— EXCERPT PROVIDED —
* BEGIN *
Simulating data to evaluate model quality.
library("dplyr")
library("ggplot2")
library("purrr")
library("rstan")
library("tidyr")
theme479 <- theme_minimal() +
theme(
panel.grid.minor = element_blank(),
panel.background = element_rect(fill = "#f7f7f7"),
panel.border = element_rect(fill = NA, color = "#0c0c0c", size = 0.6),
legend.position = "bottom"
)
theme_set(theme479)
f <- tempfile()
download.file("https://uwmadison.box.com/shared/static/2pzgdu7gyobhl5tezo63tns7by1aiy6d.rda", f)
GM <- get(load(f))
The prior predictive distribution can be used to decide whether certain model families are reasonable candidates for a problem, before formally incorporating the evidence coming from the data.
The idea is that if we can write down a generative model, then we can simulate different datasets with it, even before estimating the model parameters. This is often the case in Bayesian models, where we can (a) sample parameters from the prior, and (b) simulate data from the model with those parameters.
If the simulated datasets are plausible, then the overall model class is a reasonable one. If they are not, then the model class should be modified. Either the prior or the likelihood might need revision.
For example, in the example below, we simulate datasets using both a vague and an informative prior. Vague priors are often recommended because they are « more objective » in some sense. However, in this case, we see that the simulated datasets are not even remotely plausible.
# function to simulate from vague prior
prior1 <- function(Nsim) {
tau0 <- 1 / sqrt(rgamma(1, 1, rate = 100))
tau1 <- 1 / sqrt(rgamma(1, 1, rate = 100))
sigma <- 1 / sqrt(rgamma(1, 1, rate = 100))
beta0i <- rnorm(7, 0, tau0)
beta1i <- rnorm(7, 0, tau1)
beta0 <- rnorm(1, 0, 100)
beta1 <- rnorm(1, 0, 100)
epsilon <- rnorm(Nsim, 0, sigma)
data.frame(
log_pm25 = GM$log_pm25,
region = GM$super_region_name,
sim = beta0 + beta0i[GM$super_region] + (beta1 + beta1i[GM$super_region]) * GM$log_sat + epsilon
)
}
prior1_data <- map_dfr(1:12, ~ prior1(Nsim = nrow(GM@data)), .id = "replicate")
ggplot(prior1_data, aes(x = log_pm25, y = sim)) +
geom_abline(slope = 1) +
geom_point(aes(col = region), alpha = 0.1, size = 0.4) +
scale_color_brewer(palette = "Set2") +
labs(x = "True station data", y = "Simulated station data") +
facet_wrap(~ replicate, scale = "free_y")
* END *
— RECORD LIST —
* BEGIN *
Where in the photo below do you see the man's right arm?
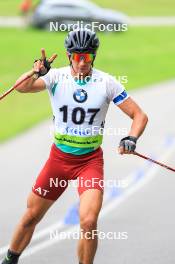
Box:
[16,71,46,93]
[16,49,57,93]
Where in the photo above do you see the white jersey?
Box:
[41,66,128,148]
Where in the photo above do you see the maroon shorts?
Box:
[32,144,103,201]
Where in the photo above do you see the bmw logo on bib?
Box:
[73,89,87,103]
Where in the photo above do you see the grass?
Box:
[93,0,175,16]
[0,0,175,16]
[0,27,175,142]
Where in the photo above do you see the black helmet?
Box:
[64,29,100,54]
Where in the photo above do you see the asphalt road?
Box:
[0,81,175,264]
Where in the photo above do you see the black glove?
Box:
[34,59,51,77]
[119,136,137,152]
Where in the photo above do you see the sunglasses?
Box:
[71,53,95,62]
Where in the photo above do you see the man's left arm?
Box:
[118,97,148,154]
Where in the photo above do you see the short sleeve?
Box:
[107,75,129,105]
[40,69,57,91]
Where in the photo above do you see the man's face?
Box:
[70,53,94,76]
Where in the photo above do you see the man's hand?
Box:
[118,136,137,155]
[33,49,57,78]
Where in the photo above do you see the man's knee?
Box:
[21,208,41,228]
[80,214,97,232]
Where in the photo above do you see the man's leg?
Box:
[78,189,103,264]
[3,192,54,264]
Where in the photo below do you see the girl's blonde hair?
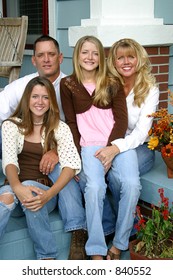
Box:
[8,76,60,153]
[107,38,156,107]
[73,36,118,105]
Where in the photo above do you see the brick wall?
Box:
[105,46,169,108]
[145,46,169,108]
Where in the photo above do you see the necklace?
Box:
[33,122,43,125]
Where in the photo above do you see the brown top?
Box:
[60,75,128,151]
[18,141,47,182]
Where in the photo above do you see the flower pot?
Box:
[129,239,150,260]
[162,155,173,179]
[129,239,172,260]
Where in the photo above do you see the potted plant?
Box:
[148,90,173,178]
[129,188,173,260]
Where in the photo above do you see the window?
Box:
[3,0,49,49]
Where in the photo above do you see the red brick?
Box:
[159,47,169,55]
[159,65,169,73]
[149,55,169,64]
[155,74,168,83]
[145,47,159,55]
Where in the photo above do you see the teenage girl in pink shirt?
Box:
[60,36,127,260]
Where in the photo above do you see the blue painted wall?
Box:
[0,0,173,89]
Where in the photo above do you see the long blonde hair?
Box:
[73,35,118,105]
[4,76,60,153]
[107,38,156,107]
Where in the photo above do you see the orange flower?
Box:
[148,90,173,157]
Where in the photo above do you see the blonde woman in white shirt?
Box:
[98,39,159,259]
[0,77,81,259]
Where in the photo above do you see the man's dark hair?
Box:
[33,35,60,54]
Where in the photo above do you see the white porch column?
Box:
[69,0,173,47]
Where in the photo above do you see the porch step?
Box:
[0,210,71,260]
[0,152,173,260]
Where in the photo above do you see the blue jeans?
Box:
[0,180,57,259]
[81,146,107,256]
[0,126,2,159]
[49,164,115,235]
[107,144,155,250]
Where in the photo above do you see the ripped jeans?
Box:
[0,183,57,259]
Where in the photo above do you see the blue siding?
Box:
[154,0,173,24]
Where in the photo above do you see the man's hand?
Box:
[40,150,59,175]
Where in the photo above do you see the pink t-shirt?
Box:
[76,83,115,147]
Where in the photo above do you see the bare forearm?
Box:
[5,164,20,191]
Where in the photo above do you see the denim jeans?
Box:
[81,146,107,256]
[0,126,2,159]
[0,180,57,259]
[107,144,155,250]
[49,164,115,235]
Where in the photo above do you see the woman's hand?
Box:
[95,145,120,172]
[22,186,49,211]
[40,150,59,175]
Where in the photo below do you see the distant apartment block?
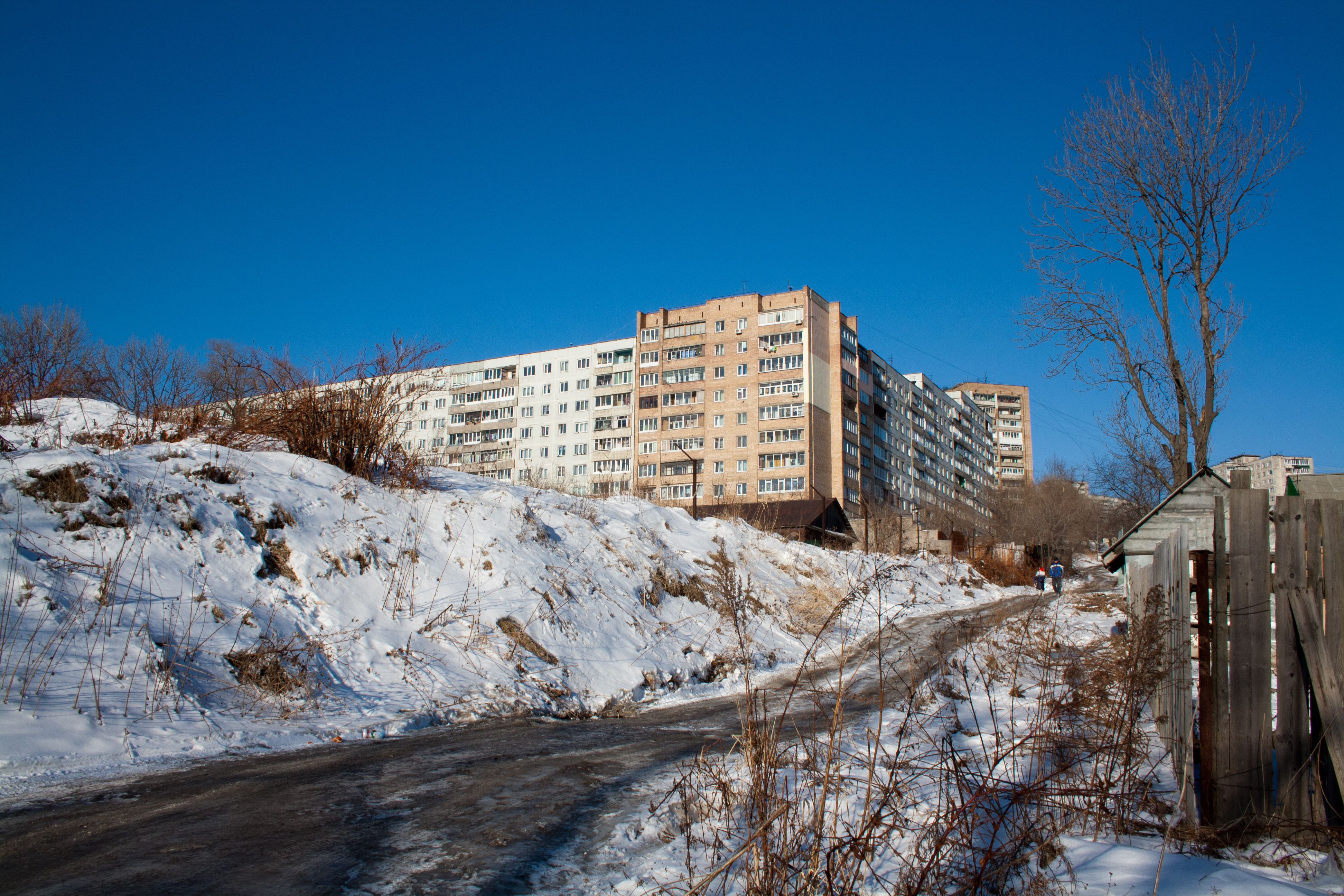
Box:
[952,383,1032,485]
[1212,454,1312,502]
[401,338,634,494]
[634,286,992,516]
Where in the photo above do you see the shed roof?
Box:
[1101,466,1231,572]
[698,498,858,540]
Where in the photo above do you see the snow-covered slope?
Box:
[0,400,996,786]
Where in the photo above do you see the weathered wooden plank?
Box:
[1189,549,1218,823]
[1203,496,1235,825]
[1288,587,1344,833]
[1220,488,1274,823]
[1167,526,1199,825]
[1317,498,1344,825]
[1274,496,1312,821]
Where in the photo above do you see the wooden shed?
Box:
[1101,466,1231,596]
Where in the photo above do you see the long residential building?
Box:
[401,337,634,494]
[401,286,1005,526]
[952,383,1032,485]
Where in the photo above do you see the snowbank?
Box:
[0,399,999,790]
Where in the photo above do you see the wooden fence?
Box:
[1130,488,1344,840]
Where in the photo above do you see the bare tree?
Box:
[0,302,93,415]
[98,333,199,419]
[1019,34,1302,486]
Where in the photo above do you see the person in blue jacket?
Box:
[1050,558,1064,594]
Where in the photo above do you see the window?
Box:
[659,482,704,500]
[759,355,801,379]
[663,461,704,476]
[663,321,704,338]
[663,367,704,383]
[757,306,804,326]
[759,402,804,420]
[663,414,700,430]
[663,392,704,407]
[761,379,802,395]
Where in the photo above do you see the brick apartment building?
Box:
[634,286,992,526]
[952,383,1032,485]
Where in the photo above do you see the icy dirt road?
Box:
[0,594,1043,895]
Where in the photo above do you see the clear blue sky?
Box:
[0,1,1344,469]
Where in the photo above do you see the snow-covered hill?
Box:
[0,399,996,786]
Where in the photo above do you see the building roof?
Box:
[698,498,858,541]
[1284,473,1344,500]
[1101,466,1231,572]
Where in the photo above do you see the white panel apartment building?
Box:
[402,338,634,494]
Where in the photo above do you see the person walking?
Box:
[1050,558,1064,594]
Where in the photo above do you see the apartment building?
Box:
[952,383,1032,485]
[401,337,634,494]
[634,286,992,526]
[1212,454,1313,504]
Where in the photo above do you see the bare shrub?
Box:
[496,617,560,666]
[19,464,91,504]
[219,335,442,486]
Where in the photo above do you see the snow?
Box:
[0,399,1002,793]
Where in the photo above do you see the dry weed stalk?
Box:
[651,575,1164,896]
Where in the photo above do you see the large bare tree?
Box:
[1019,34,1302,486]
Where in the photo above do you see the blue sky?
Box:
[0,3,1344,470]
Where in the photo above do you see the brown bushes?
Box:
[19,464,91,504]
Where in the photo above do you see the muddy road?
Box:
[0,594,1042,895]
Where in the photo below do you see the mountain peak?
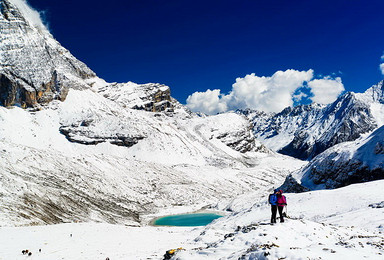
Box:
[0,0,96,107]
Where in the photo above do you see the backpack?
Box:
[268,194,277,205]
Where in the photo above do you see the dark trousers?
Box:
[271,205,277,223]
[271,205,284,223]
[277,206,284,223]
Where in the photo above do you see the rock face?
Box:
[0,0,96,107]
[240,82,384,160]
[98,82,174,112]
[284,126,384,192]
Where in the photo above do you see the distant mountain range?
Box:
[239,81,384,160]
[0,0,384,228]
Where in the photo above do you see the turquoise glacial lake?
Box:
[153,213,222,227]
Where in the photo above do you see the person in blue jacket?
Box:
* END *
— GIVEN PROBLEM 1 —
Quote the prior predictive excerpt from "The prior predictive" up to and including "with those parameters.".
— GIVEN PROBLEM 2 —
State whether each statement agrees with the prior predictive excerpt, and support each verdict with the deciding words quoted from it. (a) Vague priors are often recommended because they are in some sense more objective. (b) When the simulated datasets are implausible, only the likelihood may need revision. (c) The datasets simulated with the vague prior appear plausible.
— GIVEN PROBLEM 3 —
List every R package that the prior predictive excerpt loads with library().
Base every answer on the prior predictive excerpt alone, not on the items.

— RESULT 1 —
The prior predictive distribution can be used to decide whether certain model families are reasonable candidates for a problem, before formally incorporating the evidence coming from the data.
The idea is that if we can write down a generative model, then we can simulate different datasets with it, even before estimating the model parameters. This is often the case in Bayesian models, where we can (a) sample parameters from the prior, and (b) simulate data from the model with those parameters.

— RESULT 2 —
(a) Yes: "Vague priors are often recommended because they are « more objective » in some sense."
(b) No: "Either the prior or the likelihood might need revision."
(c) No: "we see that the simulated datasets are not even remotely plausible."

— RESULT 3 —
dplyr, ggplot2, purrr, rstan, tidyr